**Data extract:**

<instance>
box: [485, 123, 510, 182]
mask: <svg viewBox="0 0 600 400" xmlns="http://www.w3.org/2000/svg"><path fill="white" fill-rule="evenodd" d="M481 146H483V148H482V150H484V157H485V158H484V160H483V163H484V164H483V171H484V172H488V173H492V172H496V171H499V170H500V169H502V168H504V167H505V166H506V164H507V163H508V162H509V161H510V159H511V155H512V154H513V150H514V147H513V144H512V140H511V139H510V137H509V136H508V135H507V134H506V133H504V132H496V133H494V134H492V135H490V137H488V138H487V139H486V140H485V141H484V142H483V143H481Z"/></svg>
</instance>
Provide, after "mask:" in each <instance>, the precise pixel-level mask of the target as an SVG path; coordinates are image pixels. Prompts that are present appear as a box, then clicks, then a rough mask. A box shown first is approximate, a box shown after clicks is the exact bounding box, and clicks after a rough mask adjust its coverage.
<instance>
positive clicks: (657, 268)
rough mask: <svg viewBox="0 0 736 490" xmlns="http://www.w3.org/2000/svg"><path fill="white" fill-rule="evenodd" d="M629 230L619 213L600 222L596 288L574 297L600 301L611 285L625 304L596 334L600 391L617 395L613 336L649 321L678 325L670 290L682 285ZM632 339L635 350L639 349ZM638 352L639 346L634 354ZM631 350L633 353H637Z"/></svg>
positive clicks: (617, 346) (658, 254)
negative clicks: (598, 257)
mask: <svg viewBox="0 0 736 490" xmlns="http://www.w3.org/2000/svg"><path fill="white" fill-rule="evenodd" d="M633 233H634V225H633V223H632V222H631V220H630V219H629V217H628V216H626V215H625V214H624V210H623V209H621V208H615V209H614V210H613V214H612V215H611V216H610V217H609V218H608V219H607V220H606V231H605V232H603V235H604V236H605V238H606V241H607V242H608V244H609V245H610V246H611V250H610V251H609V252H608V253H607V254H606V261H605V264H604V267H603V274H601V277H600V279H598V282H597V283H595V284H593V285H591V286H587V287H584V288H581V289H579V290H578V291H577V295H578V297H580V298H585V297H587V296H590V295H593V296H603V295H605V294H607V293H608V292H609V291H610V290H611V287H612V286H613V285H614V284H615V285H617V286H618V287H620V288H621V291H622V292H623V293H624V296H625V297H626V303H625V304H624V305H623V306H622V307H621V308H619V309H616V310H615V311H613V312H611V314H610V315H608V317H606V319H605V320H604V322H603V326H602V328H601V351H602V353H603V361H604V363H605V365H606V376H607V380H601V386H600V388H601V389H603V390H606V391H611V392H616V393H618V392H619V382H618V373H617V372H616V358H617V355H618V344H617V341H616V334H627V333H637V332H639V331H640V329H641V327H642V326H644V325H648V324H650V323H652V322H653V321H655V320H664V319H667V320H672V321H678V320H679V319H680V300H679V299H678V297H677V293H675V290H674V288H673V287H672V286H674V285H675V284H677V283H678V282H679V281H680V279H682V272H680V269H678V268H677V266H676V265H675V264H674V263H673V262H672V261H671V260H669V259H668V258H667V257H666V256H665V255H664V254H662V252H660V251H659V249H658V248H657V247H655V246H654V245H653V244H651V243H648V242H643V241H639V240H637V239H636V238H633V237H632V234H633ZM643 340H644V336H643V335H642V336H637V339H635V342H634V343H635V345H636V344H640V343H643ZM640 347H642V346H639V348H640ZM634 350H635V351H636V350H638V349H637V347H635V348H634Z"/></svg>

**Task prompt:**
Filter the entries down to the lines holding the string "positive". Copy each of those lines.

**Solution for this exercise:**
positive clicks: (657, 268)
positive clicks: (617, 346) (658, 254)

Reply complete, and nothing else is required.